EXERCISE BRIEF →
Show each line of the listing in which the word "suit" occurs.

LISTED ENTRIES Start Marker

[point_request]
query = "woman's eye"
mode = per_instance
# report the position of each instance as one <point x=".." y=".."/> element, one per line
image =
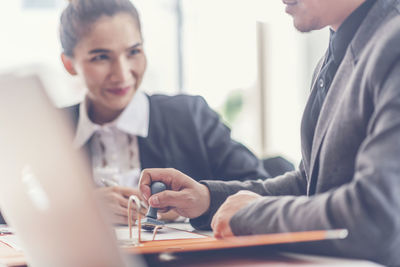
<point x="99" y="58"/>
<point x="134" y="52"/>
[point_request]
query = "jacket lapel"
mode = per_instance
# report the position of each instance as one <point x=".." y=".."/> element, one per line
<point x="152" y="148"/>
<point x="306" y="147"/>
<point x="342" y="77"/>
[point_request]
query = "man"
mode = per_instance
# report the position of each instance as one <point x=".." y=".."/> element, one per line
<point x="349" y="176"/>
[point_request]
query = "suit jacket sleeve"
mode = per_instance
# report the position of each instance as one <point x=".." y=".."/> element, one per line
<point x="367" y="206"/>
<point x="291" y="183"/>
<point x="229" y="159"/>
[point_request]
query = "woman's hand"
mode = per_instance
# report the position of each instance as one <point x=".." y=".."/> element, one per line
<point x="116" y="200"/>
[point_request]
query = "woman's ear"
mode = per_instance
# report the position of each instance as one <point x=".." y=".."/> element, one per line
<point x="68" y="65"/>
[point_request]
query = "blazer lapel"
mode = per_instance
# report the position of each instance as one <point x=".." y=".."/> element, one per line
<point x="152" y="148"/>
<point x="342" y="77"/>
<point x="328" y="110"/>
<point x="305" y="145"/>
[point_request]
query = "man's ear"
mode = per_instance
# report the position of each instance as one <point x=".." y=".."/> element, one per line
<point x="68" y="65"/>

LISTED ENTRIES End Marker
LISTED ENTRIES Start Marker

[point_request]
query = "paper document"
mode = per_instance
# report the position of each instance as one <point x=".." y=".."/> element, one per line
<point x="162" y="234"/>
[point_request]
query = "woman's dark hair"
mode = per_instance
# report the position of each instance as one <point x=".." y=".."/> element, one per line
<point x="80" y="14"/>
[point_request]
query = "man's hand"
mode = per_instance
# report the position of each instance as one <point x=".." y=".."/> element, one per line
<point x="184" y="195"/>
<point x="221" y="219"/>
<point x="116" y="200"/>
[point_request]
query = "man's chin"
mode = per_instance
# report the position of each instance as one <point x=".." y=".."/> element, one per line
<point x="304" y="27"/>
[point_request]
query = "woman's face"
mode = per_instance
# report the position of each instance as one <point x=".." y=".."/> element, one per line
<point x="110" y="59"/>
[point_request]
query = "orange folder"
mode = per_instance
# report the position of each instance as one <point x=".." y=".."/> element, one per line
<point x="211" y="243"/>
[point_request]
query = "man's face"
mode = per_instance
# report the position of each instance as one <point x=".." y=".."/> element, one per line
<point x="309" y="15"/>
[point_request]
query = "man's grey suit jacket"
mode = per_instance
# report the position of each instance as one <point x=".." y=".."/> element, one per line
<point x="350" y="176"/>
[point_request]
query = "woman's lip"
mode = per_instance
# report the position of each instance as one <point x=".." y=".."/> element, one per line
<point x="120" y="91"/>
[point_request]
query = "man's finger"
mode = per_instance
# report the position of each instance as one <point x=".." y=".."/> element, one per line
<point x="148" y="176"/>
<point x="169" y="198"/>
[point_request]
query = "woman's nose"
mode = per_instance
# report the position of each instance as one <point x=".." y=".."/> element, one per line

LISTED ENTRIES End Marker
LISTED ENTRIES Start Marker

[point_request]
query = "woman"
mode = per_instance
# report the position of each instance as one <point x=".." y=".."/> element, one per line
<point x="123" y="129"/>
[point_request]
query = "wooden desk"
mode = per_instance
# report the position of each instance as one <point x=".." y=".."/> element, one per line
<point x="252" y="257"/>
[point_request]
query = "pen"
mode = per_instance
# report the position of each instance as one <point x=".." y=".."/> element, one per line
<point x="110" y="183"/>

LISTED ENTRIES End Marker

WRITTEN REPLY →
query = "suit jacket sleeve"
query = "man's grey suit jacket"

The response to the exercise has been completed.